> **Task statement**: Count up the lines below that include the string "instance" and report the number by itself.

> **Extracted records**:
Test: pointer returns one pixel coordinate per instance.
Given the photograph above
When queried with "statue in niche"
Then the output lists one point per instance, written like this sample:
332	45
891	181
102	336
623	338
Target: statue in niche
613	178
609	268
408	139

> **Task answer**: 2